■ **WHAT TO WORK ON**
Show every line in the records below that contains the word "SELECT", copying each such line in full. Upper and lower case must match.

★ ★ ★ ★ ★ ★ ★

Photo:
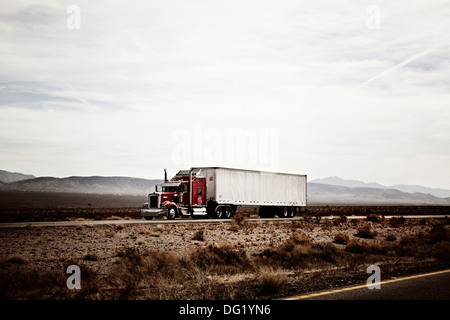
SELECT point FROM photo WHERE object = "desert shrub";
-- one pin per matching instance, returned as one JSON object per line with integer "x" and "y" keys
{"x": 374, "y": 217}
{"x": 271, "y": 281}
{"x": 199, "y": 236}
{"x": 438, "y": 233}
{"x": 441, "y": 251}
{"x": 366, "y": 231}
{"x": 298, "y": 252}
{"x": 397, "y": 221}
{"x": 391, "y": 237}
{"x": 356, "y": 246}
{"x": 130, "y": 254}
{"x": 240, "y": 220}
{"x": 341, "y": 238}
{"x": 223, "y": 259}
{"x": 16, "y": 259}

★ ★ ★ ★ ★ ★ ★

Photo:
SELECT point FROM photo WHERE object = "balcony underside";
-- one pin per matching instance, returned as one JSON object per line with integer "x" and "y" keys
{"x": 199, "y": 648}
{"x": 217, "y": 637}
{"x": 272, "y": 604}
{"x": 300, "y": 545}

★ ★ ★ ★ ★ ★ ★

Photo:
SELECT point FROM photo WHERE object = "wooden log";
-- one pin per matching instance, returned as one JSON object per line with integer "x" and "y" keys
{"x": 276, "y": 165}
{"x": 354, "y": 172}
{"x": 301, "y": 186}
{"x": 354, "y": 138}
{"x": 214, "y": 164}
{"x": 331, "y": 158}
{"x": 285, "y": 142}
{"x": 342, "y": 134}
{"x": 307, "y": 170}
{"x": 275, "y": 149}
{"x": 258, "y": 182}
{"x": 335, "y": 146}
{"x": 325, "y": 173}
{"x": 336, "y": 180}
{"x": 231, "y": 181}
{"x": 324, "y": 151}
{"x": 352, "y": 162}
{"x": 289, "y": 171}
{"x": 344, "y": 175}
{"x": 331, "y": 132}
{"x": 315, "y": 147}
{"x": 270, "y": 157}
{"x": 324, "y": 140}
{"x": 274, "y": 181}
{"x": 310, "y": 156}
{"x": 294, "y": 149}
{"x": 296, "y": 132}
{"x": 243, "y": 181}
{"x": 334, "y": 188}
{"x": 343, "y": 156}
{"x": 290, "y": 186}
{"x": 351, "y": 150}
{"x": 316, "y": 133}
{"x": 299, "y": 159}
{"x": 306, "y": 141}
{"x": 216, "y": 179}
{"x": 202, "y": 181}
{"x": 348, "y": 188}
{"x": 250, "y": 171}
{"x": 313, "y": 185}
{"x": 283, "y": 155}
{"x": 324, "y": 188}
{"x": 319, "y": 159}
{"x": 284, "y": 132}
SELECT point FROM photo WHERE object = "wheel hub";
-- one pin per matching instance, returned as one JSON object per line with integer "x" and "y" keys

★ ★ ★ ★ ★ ★ ★

■ **TASK ANSWER**
SELECT point FROM photo WHERE object = "desert shrub";
SELECT point FROM photo WHERE object = "balcony underside";
SELECT point FROM photo WHERE object = "wooden log";
SELECT point FROM photo WHERE object = "wheel hub";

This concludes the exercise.